What to produce.
Count the lines in the data below that contain the word "every". Reply with that number only.

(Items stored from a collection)
● ● ●

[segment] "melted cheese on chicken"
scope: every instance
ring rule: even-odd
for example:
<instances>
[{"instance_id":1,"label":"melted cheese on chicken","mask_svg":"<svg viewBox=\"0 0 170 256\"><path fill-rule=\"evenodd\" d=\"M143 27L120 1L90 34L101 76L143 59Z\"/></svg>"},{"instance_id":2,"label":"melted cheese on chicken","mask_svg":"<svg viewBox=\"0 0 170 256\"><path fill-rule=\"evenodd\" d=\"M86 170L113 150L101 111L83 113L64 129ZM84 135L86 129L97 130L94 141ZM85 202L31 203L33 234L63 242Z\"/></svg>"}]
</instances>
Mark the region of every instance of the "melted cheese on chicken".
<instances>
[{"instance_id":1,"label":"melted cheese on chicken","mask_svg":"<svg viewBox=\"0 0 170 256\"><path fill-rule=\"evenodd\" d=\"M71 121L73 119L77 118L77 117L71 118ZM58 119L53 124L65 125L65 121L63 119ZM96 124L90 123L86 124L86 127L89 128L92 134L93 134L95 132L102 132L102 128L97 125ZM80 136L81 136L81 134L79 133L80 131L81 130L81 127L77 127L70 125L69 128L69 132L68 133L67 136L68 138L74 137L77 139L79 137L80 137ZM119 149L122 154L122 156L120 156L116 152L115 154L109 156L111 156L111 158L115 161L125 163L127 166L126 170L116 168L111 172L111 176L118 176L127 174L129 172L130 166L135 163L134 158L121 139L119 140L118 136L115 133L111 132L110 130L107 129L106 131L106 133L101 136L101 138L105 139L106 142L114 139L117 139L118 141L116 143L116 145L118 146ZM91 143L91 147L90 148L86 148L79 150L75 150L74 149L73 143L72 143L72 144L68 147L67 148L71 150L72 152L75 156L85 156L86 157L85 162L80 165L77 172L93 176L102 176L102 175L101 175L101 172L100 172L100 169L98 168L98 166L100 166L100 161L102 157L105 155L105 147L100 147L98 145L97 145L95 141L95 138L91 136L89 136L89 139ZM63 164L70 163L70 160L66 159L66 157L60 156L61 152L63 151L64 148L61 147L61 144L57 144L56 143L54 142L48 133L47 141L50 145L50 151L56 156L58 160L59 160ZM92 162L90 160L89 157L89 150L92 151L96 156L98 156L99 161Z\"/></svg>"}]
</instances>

● ● ●

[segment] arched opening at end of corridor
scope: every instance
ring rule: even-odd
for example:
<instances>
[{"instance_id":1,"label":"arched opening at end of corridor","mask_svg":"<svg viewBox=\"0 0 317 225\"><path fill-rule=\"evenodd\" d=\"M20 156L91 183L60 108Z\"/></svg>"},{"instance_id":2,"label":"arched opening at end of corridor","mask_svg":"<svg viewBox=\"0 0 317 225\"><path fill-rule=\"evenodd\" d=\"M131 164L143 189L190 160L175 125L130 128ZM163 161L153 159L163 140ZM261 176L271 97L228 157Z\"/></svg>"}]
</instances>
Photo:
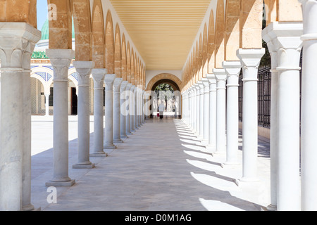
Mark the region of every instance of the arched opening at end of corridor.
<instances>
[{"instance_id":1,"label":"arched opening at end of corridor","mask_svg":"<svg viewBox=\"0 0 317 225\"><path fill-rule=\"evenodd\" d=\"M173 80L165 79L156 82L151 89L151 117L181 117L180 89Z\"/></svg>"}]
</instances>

● ● ●

Exercise response.
4